#### Work request 1
From the text on retrieval evaluation metrics, write out the passage that begins at the words "The metrics aren't" and stops after "that don't generalize.".
#### Work request 2
In the text on retrieval evaluation metrics, what does an MRR@10 above 0.90 indicate?

For recall@10, above 0.80 is solid for most applications. Above 0.90 is excellent. Below 0.70 means you're missing a significant fraction of relevant content.
For precision@10, interpretation depends heavily on how many relevant documents exist per query. If most queries have 1-2 relevant documents, precision@10 of 0.15-0.25 is typical and not concerning. If queries have 5+ relevant documents, you'd expect higher precision.
For MRR@10, above 0.80 means relevant content usually appears in the top 2 positions. Above 0.90 means it's usually first. Below 0.60 means users often have to scan down the list to find what they need.
Relative interpretation
Absolute numbers are less important than changes over time. If your recall@10 drops from 0.85 to 0.78 after a configuration change, that's a 8% regression regardless of whether 0.85 was "good" in absolute terms.
This is why baseline comparison matters. The eval harness can diff two runs and show you exactly which queries improved, which degraded, and by how much. A small change in aggregate numbers might mask big swings in individual queries.
Metrics and reranking
When you run in retrieve+rerank mode, the harness produces two sets of metrics: one for retrieval alone, and one after reranking. This lets you measure how much reranking helps.
A typical pattern: retrieval has good recall but mediocre MRR, and reranking significantly improves MRR while maintaining recall. The reranker doesn't find new content—it reorders what was retrieved—so recall stays the same, but the most relevant items move to the top.
If reranking doesn't improve your metrics, consider whether:
- Your retrieval is already very good (reranking has less room to help)
- Your queries are simple and embedding similarity is sufficient
- The reranker model isn't suited to your domain
- You're not retrieving enough candidates before reranking
Per-query analysis
Aggregate metrics hide important details. A recall@10 of 0.85 could mean "every query has 85% recall" or "half the queries have perfect recall and half are terrible." The per-query breakdown in the report lets you find the problem queries.
When investigating low-performing queries, look at what was retrieved versus what was expected. Common patterns include:
Wrong content type: The query asks about feature X, but retrieval returns marketing content about X instead of documentation. This suggests your content needs better organization or your chunks are mixing different types of content.
Keyword mismatch: The query uses different words than the relevant document. "How do I cancel my subscription?" matches documents about "membership" that never use the word "subscription." This is an embedding model limitation—consider adding query expansion or synonyms to your content.
Overly broad chunks: The relevant content is buried in a long chunk that's mostly about something else. The embedding represents the whole chunk, which dilutes the relevance signal. Try smaller chunks or different chunking boundaries.
Missing content: The document that should be relevant doesn't exist in your corpus. No amount of tuning will fix retrieval for content that's not there. This is a dataset or content gap, not a retrieval problem.
The metrics aren't everything
Metrics tell you how well your system matches your ground truth labels. They don't tell you whether those labels are correct, whether your queries are representative, or whether high recall actually translates to better user experience.
Treat metrics as a signal, not a goal. Improving recall from 0.80 to 0.85 is only valuable if it translates to better outcomes for your users. Sometimes the queries that matter most aren't well represented in your eval dataset. Sometimes a metric improvement comes from overfitting to your test set in ways that don't generalize.
The value of evaluation is in systematic comparison—understanding whether changes help or hurt—not in achieving a particular number. Keep your ground truth accurate, keep your queries representative, and use the metrics to guide decisions rather than as ends in themselves.

#### Material supplied

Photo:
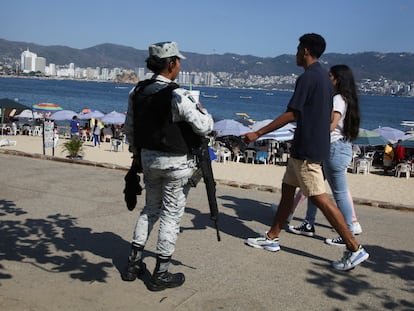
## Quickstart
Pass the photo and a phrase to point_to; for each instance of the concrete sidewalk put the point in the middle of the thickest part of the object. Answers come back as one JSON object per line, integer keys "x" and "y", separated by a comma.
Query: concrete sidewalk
{"x": 65, "y": 232}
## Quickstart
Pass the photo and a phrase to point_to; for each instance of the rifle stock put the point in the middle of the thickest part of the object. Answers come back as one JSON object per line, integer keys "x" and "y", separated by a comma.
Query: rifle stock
{"x": 205, "y": 171}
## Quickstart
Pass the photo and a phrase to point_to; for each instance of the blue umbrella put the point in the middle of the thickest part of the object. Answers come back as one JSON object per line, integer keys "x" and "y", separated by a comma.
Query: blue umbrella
{"x": 228, "y": 127}
{"x": 408, "y": 141}
{"x": 92, "y": 114}
{"x": 63, "y": 115}
{"x": 113, "y": 118}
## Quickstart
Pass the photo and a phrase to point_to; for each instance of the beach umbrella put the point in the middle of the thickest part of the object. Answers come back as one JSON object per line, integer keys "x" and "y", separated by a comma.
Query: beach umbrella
{"x": 7, "y": 103}
{"x": 284, "y": 133}
{"x": 46, "y": 107}
{"x": 390, "y": 133}
{"x": 87, "y": 114}
{"x": 408, "y": 141}
{"x": 228, "y": 127}
{"x": 369, "y": 138}
{"x": 63, "y": 115}
{"x": 28, "y": 114}
{"x": 113, "y": 118}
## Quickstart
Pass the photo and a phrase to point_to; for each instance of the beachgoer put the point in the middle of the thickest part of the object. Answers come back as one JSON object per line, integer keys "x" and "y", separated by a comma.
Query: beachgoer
{"x": 311, "y": 107}
{"x": 388, "y": 157}
{"x": 74, "y": 128}
{"x": 163, "y": 124}
{"x": 344, "y": 128}
{"x": 399, "y": 152}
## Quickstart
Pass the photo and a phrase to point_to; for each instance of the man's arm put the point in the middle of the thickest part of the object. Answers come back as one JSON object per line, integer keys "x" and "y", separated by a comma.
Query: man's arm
{"x": 283, "y": 119}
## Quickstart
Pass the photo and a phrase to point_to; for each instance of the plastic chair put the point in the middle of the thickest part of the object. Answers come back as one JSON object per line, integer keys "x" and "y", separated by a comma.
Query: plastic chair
{"x": 37, "y": 131}
{"x": 362, "y": 166}
{"x": 237, "y": 154}
{"x": 116, "y": 144}
{"x": 403, "y": 168}
{"x": 278, "y": 155}
{"x": 84, "y": 135}
{"x": 261, "y": 157}
{"x": 250, "y": 155}
{"x": 224, "y": 154}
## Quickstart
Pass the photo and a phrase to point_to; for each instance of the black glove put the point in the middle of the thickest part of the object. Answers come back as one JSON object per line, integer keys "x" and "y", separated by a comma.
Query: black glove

#### Written answer 1
The metrics aren't everything
Metrics tell you how well your system matches your ground truth labels. They don't tell you whether those labels are correct, whether your queries are representative, or whether high recall actually translates to better user experience.
Treat metrics as a signal, not a goal. Improving recall from 0.80 to 0.85 is only valuable if it translates to better outcomes for your users. Sometimes the queries that matter most aren't well represented in your eval dataset. Sometimes a metric improvement comes from overfitting to your test set in ways that don't generalize.

#### Written answer 2
It means relevant content usually appears first.